Task statement:
Lay out the rows below as a two-column CSV with the header instruction,points. Give one line for each row, with its text in the instruction field and its answer in the points field, each field quoted and with line breaks replaced by spaces.

Information shown:
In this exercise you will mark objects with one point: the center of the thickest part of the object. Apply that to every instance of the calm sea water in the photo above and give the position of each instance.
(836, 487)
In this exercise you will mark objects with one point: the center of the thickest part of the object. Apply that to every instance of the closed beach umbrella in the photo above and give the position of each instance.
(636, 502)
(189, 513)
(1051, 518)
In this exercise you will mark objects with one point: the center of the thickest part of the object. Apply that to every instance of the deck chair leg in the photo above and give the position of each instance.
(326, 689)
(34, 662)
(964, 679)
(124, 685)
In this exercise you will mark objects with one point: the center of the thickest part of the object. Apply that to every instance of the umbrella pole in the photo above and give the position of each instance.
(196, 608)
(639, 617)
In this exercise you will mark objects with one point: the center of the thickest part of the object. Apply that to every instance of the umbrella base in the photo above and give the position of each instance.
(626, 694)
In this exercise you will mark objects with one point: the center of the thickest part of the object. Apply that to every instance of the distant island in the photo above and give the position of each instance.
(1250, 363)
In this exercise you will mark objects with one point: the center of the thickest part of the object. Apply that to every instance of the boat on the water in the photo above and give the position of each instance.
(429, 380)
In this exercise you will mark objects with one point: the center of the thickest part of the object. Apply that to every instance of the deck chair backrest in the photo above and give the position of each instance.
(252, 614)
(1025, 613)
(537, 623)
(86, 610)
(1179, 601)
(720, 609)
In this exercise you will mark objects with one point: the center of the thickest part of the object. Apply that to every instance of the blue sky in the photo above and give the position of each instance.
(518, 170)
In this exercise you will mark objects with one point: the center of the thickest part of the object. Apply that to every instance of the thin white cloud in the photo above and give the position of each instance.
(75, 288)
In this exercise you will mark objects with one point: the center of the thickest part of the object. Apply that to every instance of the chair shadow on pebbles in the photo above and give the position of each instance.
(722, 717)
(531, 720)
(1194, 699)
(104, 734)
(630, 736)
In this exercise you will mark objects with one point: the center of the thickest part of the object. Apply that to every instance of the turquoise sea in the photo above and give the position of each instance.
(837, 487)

Response:
instruction,points
"In this exercise you will mark objects with one point: the center of the thickest part of the object. Apply that to every instance of the calm sea water in the photo above and give the position of each instance.","(836, 487)"
"In this exercise you will mark objects with one point: the center of the thickest part of the object. Apply that to every instance of the closed beach umbrella in the photo above and give the position of each instance.","(636, 502) (189, 513) (1051, 518)"
"In this exercise you will mark objects with one point: the center of the thickest part of the object. Apply that to every instance of the deck chair leg in the photo above and give the position of each instance.","(326, 689) (34, 662) (964, 679) (124, 685)"
"In this exercise you will mark objects with one point: the center of the thickest part of the object. Apply that to every instance of the umbrella pole in the photo above and give the position of each instance.","(196, 608) (639, 617)"
"In this exercise you will mark objects with one point: the center of the thickest part of the object. Apply that to every instance of the umbrella base in the photo above and give the position of each instance.","(626, 694)"
"In this exercise you will mark objects with one point: the center of the thickest part of the object. Apply that to every instance of the distant island in the photo above and give the position of each instance.","(1250, 363)"
"In this exercise you will mark objects with one point: the center of the thickest part of the object. Apply that to every instance of the boat on the water in the photo above and give the position of each instance.","(429, 380)"
"In this exercise you will mark objects with one point: the center of the thickest part of the object. Apply that to every instance of the deck chair backrest in the photo above and give the position of each instance.","(252, 614) (1025, 613) (537, 623) (86, 610) (1179, 601) (720, 609)"
"In this exercise you will mark objects with one point: the center of the thickest part of the object. Apply that to every instance of the blue sky in the photo above and give the position of each instance.","(518, 170)"
"In this exercise you will mark objects with one point: the center of the thickest part of the object. Apply that to every instance of the thin white cloud in the photo above and give the position of each instance.","(75, 288)"
"In this exercise you will mark objects with one point: the center of the thickest part of the object. Apply that to every instance of the chair shadow on pebbles in the photo above and give the position of each instance.","(722, 717) (531, 720) (1194, 699) (104, 734) (630, 736)"
"In this exercise you will mark objects with one point: the center of the thickest part of the object. Apply that to every instance of the turquoise sea in the photo above and give the position of each instance.","(837, 487)"